-- Source data follows --

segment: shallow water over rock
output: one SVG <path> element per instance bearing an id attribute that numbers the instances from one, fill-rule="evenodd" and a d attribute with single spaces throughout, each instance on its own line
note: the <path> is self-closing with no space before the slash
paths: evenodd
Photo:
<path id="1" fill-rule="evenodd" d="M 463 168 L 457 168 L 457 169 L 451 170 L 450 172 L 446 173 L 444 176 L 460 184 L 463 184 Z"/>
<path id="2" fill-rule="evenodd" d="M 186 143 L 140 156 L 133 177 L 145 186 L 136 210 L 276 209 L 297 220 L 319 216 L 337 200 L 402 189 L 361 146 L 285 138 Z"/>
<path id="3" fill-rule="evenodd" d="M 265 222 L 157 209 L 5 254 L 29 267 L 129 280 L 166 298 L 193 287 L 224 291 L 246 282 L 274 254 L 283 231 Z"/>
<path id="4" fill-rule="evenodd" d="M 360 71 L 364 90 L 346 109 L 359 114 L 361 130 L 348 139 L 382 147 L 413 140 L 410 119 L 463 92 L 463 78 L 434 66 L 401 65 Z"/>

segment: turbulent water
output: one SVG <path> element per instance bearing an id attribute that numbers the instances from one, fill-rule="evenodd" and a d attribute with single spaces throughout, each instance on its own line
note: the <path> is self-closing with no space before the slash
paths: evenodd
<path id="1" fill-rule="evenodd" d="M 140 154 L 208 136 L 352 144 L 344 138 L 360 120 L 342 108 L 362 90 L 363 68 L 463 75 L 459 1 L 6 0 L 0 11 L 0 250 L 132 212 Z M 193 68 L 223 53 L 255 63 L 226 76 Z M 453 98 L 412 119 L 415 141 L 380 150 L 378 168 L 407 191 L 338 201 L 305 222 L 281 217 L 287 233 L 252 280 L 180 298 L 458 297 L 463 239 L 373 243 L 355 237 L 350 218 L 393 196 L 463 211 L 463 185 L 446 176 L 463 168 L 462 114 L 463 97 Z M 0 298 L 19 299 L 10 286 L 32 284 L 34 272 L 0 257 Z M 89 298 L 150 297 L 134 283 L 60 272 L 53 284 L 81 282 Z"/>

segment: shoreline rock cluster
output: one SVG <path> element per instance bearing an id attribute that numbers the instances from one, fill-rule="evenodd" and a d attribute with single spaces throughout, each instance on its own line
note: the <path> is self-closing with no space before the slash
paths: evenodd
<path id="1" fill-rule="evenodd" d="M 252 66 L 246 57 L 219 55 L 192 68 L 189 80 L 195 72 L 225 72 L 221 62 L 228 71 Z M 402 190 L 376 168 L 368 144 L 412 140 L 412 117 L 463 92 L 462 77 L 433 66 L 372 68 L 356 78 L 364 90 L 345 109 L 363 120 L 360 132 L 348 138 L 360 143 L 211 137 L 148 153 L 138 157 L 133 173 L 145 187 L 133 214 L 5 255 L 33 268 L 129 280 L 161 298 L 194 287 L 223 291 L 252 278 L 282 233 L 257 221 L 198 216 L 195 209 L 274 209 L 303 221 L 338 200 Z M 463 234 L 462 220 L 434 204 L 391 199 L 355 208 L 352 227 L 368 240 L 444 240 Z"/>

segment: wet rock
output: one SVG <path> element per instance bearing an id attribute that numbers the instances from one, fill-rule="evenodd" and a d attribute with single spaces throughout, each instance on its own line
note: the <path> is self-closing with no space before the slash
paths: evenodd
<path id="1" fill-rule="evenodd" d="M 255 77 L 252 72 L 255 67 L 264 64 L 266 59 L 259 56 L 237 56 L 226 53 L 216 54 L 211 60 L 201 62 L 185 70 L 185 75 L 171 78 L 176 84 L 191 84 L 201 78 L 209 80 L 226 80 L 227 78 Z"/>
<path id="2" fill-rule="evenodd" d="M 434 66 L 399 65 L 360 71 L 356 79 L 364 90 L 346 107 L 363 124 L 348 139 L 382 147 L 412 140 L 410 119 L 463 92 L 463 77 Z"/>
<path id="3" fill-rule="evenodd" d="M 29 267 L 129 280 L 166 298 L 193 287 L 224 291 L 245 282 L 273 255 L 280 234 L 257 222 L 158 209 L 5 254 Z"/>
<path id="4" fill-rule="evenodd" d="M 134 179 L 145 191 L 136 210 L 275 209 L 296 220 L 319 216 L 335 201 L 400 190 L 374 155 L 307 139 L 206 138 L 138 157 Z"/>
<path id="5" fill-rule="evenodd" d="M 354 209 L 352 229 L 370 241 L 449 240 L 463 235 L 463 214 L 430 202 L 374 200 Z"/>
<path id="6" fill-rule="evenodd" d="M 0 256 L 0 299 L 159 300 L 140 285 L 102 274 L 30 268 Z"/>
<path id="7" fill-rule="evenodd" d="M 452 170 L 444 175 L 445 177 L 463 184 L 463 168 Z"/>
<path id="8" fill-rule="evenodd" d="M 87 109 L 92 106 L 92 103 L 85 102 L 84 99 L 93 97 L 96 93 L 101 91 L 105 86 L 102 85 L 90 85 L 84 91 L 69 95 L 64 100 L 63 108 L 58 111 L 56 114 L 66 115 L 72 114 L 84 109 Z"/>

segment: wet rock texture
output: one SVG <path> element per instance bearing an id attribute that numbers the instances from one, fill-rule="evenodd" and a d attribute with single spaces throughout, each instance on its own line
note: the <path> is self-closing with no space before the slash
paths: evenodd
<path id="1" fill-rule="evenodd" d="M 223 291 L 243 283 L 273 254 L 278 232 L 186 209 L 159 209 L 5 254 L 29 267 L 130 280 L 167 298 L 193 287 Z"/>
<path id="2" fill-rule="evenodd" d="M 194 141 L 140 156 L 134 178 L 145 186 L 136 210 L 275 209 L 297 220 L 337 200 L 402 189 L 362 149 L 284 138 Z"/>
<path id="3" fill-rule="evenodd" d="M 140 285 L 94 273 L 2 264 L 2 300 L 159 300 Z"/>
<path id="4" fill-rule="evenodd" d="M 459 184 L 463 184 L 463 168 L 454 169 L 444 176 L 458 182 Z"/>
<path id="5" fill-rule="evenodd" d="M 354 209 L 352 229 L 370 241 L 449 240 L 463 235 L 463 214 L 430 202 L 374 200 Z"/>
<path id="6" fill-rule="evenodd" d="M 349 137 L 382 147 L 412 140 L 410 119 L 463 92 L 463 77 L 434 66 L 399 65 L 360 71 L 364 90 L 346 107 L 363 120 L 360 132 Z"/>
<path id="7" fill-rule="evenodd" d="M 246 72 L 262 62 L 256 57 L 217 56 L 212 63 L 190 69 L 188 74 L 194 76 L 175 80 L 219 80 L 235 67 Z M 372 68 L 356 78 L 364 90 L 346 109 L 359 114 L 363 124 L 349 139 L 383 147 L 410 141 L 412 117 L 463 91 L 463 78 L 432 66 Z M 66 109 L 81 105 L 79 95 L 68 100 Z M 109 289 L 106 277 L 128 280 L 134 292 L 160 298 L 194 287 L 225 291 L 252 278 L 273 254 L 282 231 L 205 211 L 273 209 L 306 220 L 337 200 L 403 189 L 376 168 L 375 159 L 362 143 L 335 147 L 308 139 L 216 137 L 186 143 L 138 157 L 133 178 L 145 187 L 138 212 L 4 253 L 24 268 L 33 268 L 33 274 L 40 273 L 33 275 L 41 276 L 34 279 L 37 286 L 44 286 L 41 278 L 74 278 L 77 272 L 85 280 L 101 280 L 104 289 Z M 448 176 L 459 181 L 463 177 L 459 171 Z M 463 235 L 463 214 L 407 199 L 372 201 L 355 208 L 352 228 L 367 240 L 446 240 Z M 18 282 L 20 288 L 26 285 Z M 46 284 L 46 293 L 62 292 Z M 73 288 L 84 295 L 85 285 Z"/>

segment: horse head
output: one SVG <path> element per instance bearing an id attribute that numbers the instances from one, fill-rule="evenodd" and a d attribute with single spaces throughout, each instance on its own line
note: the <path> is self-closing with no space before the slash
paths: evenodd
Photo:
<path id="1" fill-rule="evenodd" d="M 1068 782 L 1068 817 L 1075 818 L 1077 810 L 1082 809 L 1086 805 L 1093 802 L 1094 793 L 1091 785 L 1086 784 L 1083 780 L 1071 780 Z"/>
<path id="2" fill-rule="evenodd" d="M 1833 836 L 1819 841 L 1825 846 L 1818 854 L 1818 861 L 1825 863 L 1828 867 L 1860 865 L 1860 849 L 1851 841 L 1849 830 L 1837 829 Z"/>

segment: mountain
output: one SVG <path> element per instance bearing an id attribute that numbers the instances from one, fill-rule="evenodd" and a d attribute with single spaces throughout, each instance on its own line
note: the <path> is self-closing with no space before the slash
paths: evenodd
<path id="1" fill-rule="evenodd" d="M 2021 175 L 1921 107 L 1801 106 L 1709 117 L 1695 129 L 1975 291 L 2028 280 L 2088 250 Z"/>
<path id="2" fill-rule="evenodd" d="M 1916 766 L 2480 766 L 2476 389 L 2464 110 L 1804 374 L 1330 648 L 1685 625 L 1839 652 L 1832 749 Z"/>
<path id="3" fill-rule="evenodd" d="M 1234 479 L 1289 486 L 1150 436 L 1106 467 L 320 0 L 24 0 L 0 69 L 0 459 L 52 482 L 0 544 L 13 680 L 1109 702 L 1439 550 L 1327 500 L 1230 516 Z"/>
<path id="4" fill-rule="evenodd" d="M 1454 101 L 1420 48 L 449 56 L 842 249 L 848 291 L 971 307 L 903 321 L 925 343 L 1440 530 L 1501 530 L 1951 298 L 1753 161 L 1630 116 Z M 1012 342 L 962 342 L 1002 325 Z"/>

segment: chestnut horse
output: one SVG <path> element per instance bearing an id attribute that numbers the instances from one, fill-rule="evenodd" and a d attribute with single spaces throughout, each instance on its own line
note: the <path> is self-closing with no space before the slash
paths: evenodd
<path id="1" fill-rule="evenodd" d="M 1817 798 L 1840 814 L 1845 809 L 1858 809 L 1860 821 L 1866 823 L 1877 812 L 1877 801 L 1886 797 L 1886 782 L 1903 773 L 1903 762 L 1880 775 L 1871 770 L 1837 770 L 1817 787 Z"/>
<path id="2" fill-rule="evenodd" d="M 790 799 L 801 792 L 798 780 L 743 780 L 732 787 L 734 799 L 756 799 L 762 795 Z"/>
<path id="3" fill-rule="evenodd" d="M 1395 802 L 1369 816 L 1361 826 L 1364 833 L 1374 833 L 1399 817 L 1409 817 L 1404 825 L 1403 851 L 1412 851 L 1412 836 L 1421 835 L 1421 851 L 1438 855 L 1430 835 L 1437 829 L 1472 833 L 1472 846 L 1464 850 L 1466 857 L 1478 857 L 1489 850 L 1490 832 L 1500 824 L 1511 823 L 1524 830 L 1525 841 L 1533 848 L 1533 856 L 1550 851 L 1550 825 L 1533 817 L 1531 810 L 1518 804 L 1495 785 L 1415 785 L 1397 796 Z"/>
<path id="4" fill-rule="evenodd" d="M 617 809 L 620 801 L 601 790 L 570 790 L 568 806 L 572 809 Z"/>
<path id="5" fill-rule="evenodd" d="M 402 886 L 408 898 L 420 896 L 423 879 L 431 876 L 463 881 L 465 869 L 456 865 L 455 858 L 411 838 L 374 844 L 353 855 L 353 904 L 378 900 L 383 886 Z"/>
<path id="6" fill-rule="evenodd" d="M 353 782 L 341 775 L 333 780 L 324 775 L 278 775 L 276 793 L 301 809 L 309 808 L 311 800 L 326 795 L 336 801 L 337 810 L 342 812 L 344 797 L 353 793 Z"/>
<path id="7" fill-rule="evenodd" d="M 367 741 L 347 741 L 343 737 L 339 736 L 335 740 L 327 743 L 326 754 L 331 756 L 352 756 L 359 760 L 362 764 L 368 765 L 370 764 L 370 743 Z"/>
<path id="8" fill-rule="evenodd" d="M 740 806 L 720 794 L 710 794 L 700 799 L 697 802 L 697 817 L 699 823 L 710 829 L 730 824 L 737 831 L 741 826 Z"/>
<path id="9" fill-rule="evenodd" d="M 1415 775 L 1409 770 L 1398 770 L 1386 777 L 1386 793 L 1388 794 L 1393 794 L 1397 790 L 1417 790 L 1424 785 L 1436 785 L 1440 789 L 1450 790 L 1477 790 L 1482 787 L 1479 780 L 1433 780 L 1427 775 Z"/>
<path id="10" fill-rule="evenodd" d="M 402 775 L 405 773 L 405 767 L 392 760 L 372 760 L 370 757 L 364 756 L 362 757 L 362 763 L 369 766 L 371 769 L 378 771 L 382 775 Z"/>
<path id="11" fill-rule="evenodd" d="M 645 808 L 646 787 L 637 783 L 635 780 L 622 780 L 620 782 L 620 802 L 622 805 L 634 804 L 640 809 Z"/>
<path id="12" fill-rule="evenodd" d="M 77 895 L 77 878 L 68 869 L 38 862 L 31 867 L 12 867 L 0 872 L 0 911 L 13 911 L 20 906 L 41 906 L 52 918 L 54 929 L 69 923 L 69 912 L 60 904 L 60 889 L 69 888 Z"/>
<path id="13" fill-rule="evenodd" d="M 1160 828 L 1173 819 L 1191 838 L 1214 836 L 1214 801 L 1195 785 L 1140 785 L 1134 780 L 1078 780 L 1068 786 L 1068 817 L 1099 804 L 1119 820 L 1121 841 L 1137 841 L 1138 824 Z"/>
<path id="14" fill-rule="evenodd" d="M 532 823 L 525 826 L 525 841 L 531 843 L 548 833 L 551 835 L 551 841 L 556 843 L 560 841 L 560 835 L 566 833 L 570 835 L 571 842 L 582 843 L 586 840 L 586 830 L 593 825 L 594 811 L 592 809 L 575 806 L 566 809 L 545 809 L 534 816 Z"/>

-- Source data concluded --

Please show every line above that includes the word "segment".

segment: shallow water over rock
segment: turbulent water
segment: shoreline rock cluster
segment: wet rock
segment: wet rock texture
segment: horse head
segment: mountain
segment: chestnut horse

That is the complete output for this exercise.